Work task ▸ Reproduce, from the lines below, exactly the stretch that begins at the line containing "Mark one point on each instance of the blurred" and ends at the line containing "Mark one point on each instance of the unripe", both included.

╭──

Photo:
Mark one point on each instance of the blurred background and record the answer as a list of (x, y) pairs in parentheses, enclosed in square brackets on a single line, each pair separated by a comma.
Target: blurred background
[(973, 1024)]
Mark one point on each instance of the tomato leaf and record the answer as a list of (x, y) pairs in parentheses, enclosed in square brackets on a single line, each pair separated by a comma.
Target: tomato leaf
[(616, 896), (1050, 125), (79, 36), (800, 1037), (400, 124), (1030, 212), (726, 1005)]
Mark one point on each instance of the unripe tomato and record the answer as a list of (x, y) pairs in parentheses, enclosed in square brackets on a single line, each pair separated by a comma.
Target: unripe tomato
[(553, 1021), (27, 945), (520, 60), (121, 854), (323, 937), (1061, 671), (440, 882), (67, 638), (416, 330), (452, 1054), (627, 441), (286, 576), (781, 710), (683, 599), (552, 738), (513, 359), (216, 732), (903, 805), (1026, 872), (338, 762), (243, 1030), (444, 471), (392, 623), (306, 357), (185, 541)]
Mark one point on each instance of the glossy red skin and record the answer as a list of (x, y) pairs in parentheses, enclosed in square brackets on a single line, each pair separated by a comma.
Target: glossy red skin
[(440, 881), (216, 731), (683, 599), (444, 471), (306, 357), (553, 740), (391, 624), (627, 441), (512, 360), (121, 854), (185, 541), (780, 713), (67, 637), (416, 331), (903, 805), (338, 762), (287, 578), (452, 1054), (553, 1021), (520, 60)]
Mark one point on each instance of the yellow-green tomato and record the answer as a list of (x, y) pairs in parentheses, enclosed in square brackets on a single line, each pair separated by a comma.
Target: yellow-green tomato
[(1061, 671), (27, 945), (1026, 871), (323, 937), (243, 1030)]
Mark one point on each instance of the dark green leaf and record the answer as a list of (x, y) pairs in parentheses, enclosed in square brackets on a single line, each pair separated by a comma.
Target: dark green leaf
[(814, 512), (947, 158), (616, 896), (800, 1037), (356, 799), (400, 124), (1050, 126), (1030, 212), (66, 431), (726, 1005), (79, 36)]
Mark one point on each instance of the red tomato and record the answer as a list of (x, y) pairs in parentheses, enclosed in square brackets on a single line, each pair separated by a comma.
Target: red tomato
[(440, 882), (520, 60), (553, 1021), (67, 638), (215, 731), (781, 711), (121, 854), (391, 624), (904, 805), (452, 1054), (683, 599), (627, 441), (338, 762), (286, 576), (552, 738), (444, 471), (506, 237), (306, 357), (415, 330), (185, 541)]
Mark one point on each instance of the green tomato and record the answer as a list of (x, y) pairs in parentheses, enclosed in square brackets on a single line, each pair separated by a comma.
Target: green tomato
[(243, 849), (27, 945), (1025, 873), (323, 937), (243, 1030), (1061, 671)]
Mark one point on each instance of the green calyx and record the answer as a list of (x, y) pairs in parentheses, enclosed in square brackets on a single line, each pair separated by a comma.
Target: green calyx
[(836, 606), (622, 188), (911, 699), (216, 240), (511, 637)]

╰──

Problem solution ▸
Mark one point on each instance of the blurred background and record the answer as a list of (x, y) pairs in parentheses, enclosed in square brackets on a single line, each pair separated by a comma.
Target: blurred background
[(973, 1024)]
Mark one point on each instance of the tomato leaf and record the answer as a list of (x, y) pairs in parentheses, enclosed in square brackets on a single line, each pair separated by a comma.
Target: tomato leaf
[(616, 896), (1050, 125), (79, 36), (800, 1037), (400, 124), (1030, 212), (726, 1005)]
Mark one point on each instance of the unripe tomato and record the answer as a list of (x, y) pairs in parentheses, enclosed in square brackets on a single line, each pair separated by a comma.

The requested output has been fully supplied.